Document excerpt:
+---+

# **Tutorial 4: Quantifying Uncertainty in Projections**

**Week 2, Day 1, Future Climate: The Physical Basis**

**Content creators:** Brodie Pearson, Julius Busecke, Tom Nicholas

**Content reviewers:** Younkap Nina Duplex, Zahra Khodakaramimaghsoud, Sloane Garelick, Peter Ohue, Jenna Pearson, Derick Temfack, Peizhen Yang, Cheng Zhang, Chi Zhang, Ohad Zivan

**Content editors:** Jenna Pearson, Ohad Zivan, Chi Zhang

**Production editors:** Wesley Banfield, Jenna Pearson, Chi Zhang, Ohad Zivan

**Our 2023 Sponsors:** NASA TOPS

# **Tutorial Objectives**

In the previous tutorial, we took the data from a diverse set of CMIP6 models and we showed that the projections are different from one to another due to different physics, different numerics and different discretizations. In this tutorial, we will learn about the uncertainty associated with future climate projections by exploring the variability across CMIP6 model data. We will establish a 'likely' range of projections as defined by the IPCC. 

By the end of this tutorial, you will be able to 
- apply IPCC confidence levels to climate model data
- quantify the uncertainty associated with these projections.


# **Setup**

    



In [1]:
# !pip install condacolab &> /dev/null        
# import condacolab
# condacolab.install()

# # Install all packages in one call (+ use mamba instead of conda), this must in one line or code will fail
# !mamba install xarray-datatree intake-esm gcsfs xmip aiohttp nc-time-axis cf_xarray xarrayutils &> /dev/null

In [5]:
# imports
import time
tic = time.time()

import intake
import numpy as np
import matplotlib.pyplot as plt
import xarray as xr

from xmip.preprocessing import combined_preprocessing
from xarrayutils.plotting import shaded_line_plot

from datatree import DataTree
from xmip.postprocessing import _parse_metric

In [6]:
# @title Figure settings
import ipywidgets as widgets       # interactive display
%config InlineBackend.figure_format = 'retina'
plt.style.use("https://raw.githubusercontent.com/ClimateMatchAcademy/course-content/main/cma.mplstyle")
# %matplotlib inline


In [7]:
# @title Helper functions

# If any helper functions you want to hide for clarity (that has been seen before
# or is simple/uniformative), add here
# If helper code depends on libraries that aren't used elsewhere,
# import those libaries here, rather than in the main import cell

def global_mean(ds:xr.Dataset) -> xr.Dataset:
    """Global average, weighted by the cell area"""
    return ds.weighted(ds.areacello.fillna(0)).mean(['x', 'y'], keep_attrs=True) 

# calculate anomaly to reference period
def datatree_anomaly(dt):
    dt_out = DataTree()
    for model, subtree in dt.items():
        # for the coding exercise, ellipses will go after sel on the following line
        ref = dt[model]['historical'].ds.sel(time=slice('1950', '1980')).mean() 
        dt_out[model] = subtree - ref
    return dt_out

def plot_historical_ssp126_combined(dt):
    for model in dt.keys():
        datasets = []
        for experiment in ['historical', 'ssp126']:
            datasets.append(dt[model][experiment].ds.tos)

+---+

Aim: Rewrite the passage of the climate projections tutorial starting at "# If any helper" and ending at "dt_out = DataTree()", replacing "reference period" with "baseline period".

Detection examples
+---+

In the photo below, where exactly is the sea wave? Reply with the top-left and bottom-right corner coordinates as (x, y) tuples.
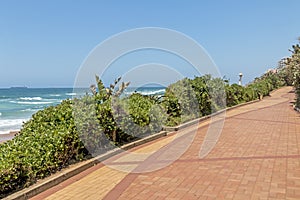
(66, 92), (77, 96)
(10, 101), (53, 105)
(49, 94), (61, 97)
(21, 108), (40, 112)
(0, 119), (28, 131)
(20, 97), (43, 101)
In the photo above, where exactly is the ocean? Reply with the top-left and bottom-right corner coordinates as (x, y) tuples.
(0, 87), (165, 134)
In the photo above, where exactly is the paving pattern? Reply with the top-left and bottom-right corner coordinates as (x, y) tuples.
(32, 87), (300, 200)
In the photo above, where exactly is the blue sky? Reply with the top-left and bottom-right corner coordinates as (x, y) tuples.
(0, 0), (300, 87)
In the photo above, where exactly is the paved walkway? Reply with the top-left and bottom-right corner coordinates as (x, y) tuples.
(32, 87), (300, 200)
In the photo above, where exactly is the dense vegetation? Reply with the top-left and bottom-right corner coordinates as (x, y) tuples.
(0, 39), (300, 198)
(281, 38), (300, 109)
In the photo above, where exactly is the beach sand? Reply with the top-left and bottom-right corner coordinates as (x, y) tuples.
(0, 131), (18, 143)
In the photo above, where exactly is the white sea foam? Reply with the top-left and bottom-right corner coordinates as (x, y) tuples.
(20, 97), (43, 101)
(21, 108), (40, 112)
(10, 101), (53, 105)
(66, 92), (76, 96)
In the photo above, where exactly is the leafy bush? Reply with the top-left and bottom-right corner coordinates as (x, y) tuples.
(0, 100), (86, 197)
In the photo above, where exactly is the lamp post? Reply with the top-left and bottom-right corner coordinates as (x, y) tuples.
(239, 73), (243, 85)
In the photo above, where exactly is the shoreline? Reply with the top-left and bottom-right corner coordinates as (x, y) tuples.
(0, 131), (19, 144)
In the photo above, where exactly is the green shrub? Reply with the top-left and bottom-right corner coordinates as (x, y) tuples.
(0, 100), (86, 197)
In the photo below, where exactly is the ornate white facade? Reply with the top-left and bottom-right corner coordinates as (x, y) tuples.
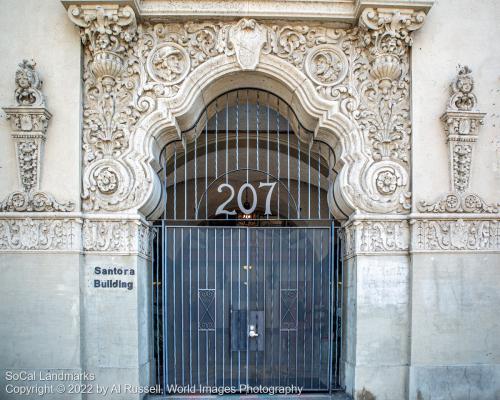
(0, 0), (500, 400)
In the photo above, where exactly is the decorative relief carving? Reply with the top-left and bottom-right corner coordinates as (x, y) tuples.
(0, 218), (80, 251)
(0, 60), (74, 212)
(0, 190), (74, 212)
(0, 216), (150, 257)
(68, 5), (424, 212)
(345, 220), (410, 257)
(14, 60), (45, 107)
(82, 219), (149, 257)
(226, 18), (267, 70)
(305, 45), (349, 86)
(413, 219), (500, 251)
(418, 66), (500, 213)
(147, 43), (191, 85)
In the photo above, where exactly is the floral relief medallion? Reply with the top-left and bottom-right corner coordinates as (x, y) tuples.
(305, 45), (348, 86)
(376, 171), (398, 195)
(96, 167), (118, 194)
(147, 42), (191, 85)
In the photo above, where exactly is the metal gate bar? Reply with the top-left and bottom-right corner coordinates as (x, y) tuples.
(152, 222), (343, 392)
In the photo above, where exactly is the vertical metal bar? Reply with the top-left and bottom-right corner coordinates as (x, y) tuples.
(205, 109), (208, 220)
(307, 139), (311, 219)
(262, 230), (267, 385)
(286, 107), (290, 219)
(238, 228), (241, 386)
(318, 143), (321, 219)
(188, 227), (193, 385)
(181, 228), (186, 385)
(276, 97), (281, 219)
(163, 152), (168, 219)
(335, 228), (345, 384)
(174, 142), (177, 219)
(266, 93), (271, 188)
(255, 90), (260, 170)
(184, 143), (189, 219)
(150, 229), (157, 383)
(271, 229), (279, 384)
(297, 130), (302, 219)
(318, 229), (324, 389)
(236, 91), (240, 169)
(287, 227), (297, 385)
(278, 227), (283, 386)
(254, 228), (260, 384)
(311, 229), (316, 389)
(295, 229), (300, 386)
(215, 99), (219, 179)
(172, 228), (177, 385)
(221, 227), (227, 386)
(246, 89), (250, 183)
(205, 228), (209, 386)
(196, 227), (201, 385)
(214, 229), (217, 386)
(229, 228), (233, 386)
(245, 228), (250, 385)
(329, 224), (339, 386)
(194, 125), (198, 219)
(161, 227), (169, 390)
(226, 93), (229, 219)
(303, 229), (309, 386)
(155, 225), (160, 384)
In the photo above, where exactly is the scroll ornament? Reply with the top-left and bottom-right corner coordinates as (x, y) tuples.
(0, 60), (74, 211)
(418, 66), (500, 213)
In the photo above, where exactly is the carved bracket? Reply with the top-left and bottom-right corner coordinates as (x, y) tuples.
(0, 60), (74, 211)
(418, 66), (499, 213)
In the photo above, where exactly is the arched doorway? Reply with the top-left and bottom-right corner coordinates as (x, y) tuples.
(148, 88), (342, 394)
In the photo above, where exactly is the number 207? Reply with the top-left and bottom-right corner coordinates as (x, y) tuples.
(215, 182), (277, 215)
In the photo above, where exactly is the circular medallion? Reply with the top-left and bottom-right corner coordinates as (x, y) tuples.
(376, 170), (398, 195)
(95, 167), (118, 194)
(147, 42), (191, 85)
(305, 45), (348, 86)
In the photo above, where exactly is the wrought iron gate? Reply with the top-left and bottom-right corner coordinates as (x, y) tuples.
(151, 89), (343, 393)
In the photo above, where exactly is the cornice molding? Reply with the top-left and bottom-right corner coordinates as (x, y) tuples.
(61, 0), (434, 25)
(0, 212), (151, 258)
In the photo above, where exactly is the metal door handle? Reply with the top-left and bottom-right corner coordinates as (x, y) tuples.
(248, 325), (259, 337)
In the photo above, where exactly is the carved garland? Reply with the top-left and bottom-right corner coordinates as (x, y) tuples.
(68, 5), (425, 216)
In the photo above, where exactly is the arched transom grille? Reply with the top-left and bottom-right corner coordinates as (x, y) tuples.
(161, 89), (335, 223)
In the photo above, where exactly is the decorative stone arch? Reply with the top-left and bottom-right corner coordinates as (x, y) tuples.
(64, 5), (424, 222)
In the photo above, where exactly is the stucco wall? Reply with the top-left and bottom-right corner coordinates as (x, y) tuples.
(412, 0), (500, 203)
(409, 0), (500, 400)
(0, 0), (81, 399)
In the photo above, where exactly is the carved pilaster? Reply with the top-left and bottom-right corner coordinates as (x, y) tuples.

+---+

Complete response:
# If any helper functions you want to hide for clarity (that has been seen before
# or is simple/uniformative), add here
# If helper code depends on libraries that aren't used elsewhere,
# import those libaries here, rather than in the main import cell

def global_mean(ds:xr.Dataset) -> xr.Dataset:
    """Global average, weighted by the cell area"""
    return ds.weighted(ds.areacello.fillna(0)).mean(['x', 'y'], keep_attrs=True) 

# calculate anomaly to baseline period
def datatree_anomaly(dt):
    dt_out = DataTree()